Could the data underneath be repeated exactly, in full?

(Referring expression pointing data)
▼

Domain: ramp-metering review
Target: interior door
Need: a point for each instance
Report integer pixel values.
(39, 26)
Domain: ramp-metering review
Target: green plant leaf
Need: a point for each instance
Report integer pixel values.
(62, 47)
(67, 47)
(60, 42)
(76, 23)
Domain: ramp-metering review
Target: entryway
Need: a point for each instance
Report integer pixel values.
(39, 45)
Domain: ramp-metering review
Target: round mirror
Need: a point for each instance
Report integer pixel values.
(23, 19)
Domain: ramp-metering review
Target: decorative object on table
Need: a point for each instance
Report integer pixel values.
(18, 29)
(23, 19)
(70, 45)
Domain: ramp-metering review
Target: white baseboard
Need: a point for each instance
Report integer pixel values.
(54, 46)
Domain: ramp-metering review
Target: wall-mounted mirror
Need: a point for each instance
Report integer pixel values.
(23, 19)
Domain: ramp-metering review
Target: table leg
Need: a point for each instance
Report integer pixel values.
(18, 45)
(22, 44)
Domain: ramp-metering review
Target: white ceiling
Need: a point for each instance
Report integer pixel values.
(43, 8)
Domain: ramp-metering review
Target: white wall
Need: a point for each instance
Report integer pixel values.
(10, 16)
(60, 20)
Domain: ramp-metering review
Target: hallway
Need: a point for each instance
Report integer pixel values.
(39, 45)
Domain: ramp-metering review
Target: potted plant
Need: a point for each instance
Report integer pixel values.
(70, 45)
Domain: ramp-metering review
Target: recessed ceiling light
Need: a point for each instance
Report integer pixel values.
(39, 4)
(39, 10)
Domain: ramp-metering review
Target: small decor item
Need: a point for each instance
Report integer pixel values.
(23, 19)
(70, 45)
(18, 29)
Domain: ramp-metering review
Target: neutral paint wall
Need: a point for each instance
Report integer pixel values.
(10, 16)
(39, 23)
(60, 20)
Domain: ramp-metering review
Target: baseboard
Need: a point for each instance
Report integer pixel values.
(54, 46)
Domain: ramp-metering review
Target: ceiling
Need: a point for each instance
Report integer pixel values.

▲

Task solution:
Domain: ramp-metering review
Target: interior door
Need: a point for each instance
Report integer pixel values.
(39, 26)
Domain: ramp-metering review
Target: green plant leaf
Need: a point for each instance
Report integer pixel values.
(62, 47)
(67, 47)
(60, 42)
(76, 23)
Domain: ramp-metering review
Target: entryway
Need: a point for each instance
Report integer pixel values.
(39, 45)
Domain: ramp-metering review
Target: round mirror
Need: a point for each instance
Report integer pixel values.
(23, 19)
Domain: ramp-metering review
Target: decorative object on table
Need: a point for each instance
Report integer pixel values.
(18, 29)
(23, 19)
(70, 45)
Domain: ramp-metering review
Target: white baseboard
Need: a point for each instance
Report integer pixel values.
(54, 46)
Domain: ramp-metering review
Target: wall-mounted mirror
Need: a point for each instance
Report integer pixel values.
(23, 19)
Domain: ramp-metering review
Target: table leg
Need: a point for each instance
Report integer pixel values.
(18, 45)
(22, 44)
Domain: ramp-metering review
Target: white ceiling
Need: a point for each instance
Report integer pixel values.
(43, 8)
Domain: ramp-metering review
Target: white wall
Need: a point for each instance
Report integer pixel values.
(10, 16)
(60, 20)
Domain: ramp-metering review
Target: hallway
Need: a point for each instance
Report integer pixel values.
(39, 45)
Domain: ramp-metering review
Target: potted plant
Need: a point for each instance
Report integer pixel values.
(70, 45)
Domain: ramp-metering review
Target: recessed ceiling light
Need: a point for each instance
Report integer pixel values.
(39, 4)
(39, 10)
Domain: ramp-metering review
Target: small decor item
Need: a point for each instance
Report integer pixel values.
(23, 19)
(70, 45)
(18, 29)
Domain: ramp-metering review
Target: neutral paint wall
Need: a point for each instance
Report integer pixel values.
(10, 16)
(39, 23)
(60, 20)
Domain: ramp-metering review
Target: baseboard
Need: a point for each instance
Report integer pixel values.
(54, 46)
Domain: ramp-metering review
Target: ceiling
Need: a point for each instance
Report integer pixel values.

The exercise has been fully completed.